## EXERCISE PROMPT
Your task is to return the span of lines beginning at the one with "Where can you see the turquoise" and ending at the last line of the data, exactly as it stands.

>> Begin RECORDS SHOWN

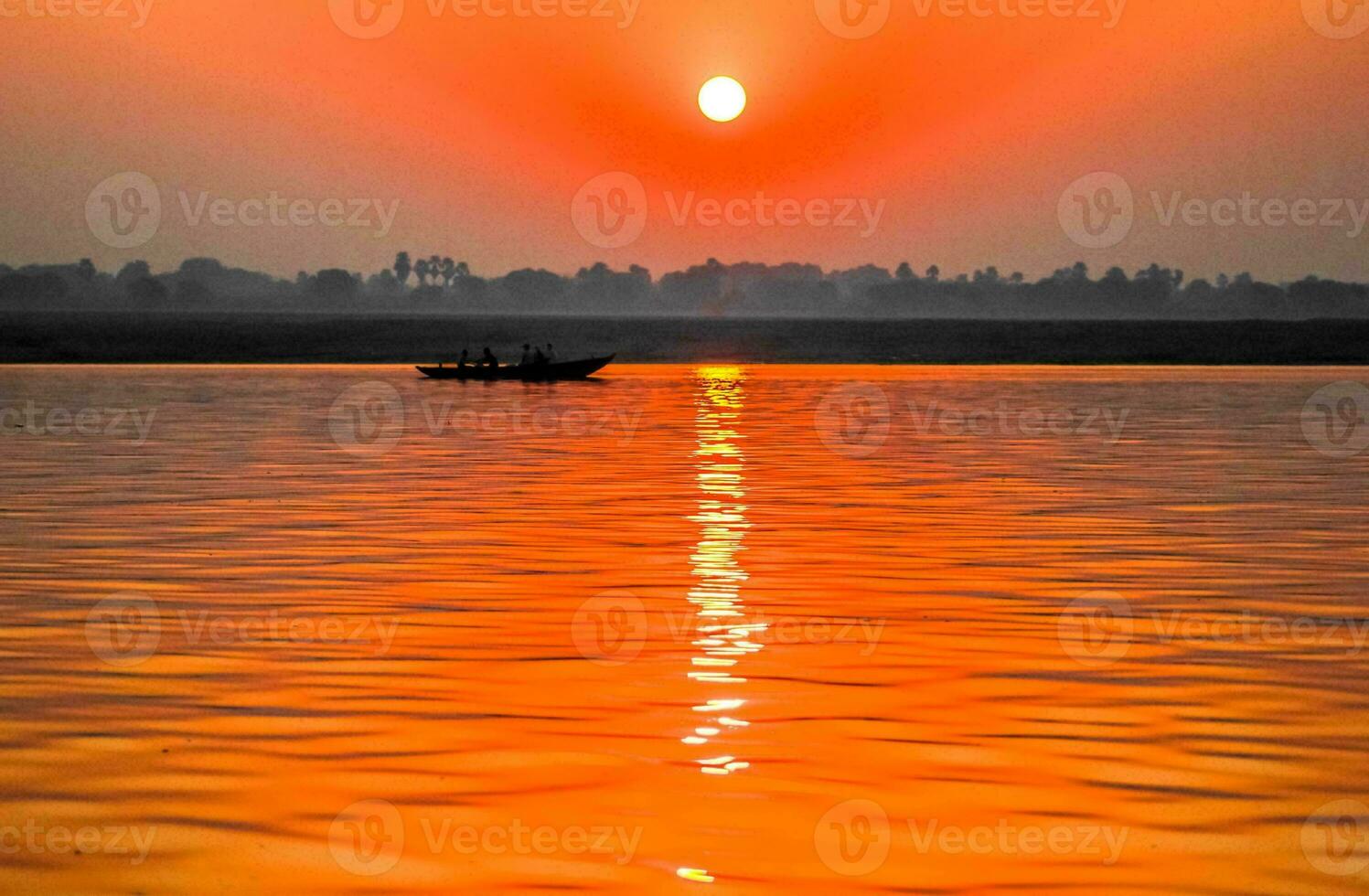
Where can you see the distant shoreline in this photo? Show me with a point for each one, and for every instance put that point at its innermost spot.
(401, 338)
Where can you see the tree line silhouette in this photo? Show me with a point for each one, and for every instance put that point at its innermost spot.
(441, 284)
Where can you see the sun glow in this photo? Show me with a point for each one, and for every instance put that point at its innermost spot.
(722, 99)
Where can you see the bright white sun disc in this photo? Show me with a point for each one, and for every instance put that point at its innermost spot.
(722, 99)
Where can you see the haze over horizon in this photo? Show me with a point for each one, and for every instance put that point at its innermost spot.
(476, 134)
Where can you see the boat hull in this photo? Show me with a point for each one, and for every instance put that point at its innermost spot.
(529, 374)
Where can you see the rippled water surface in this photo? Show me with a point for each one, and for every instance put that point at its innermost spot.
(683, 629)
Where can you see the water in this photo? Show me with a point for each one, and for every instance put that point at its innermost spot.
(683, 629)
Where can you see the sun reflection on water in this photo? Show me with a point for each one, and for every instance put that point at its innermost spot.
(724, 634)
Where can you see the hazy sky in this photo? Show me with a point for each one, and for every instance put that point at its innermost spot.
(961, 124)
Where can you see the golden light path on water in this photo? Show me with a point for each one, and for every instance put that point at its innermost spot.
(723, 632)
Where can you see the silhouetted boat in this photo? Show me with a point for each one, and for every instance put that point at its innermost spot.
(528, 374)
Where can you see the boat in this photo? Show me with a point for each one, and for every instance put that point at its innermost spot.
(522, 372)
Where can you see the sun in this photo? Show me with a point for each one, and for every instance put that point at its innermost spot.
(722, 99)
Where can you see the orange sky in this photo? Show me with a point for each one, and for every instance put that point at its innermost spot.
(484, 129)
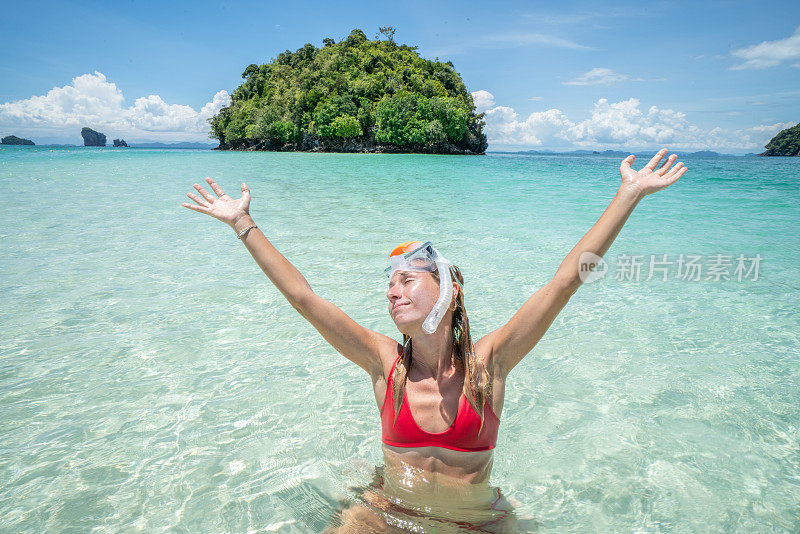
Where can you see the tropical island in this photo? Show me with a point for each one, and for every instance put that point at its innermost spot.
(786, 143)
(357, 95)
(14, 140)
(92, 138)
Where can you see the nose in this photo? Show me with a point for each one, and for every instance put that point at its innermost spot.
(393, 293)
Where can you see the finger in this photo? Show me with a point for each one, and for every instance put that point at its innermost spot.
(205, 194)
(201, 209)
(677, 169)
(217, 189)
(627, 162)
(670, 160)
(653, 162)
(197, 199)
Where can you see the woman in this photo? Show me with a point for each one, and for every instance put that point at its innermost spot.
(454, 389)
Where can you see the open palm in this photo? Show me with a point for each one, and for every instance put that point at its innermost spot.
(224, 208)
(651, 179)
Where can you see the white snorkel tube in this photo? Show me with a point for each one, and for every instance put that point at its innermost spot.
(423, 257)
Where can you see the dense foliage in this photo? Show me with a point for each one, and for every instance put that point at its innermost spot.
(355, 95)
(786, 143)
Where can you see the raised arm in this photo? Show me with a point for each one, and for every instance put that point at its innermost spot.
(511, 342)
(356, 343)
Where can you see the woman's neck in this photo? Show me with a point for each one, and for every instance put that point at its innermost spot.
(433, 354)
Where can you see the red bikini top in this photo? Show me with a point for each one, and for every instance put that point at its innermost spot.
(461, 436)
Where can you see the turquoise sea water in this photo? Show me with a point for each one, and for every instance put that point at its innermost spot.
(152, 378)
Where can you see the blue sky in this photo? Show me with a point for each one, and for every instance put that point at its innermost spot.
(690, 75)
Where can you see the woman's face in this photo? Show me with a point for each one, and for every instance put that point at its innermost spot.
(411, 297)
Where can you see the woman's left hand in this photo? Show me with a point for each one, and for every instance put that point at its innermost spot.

>> End RECORDS SHOWN

## FINAL RESULT
Where can you see the turquoise sea water in this photo? Show me with a point for each one, and for every instance put that point at its innermost spot.
(152, 378)
Where can you see the blue sky in this photo? Show me with a point for each one, and for every instance put that point at its innermost spot.
(690, 75)
Where can you see the woman's face in this photo? Show me with a point for each one, and for every instance put that point at its innermost spot.
(411, 297)
Where can you see the woman's left hand in this photo? Show me with a point for each one, and for every instance put that point at its innermost spot.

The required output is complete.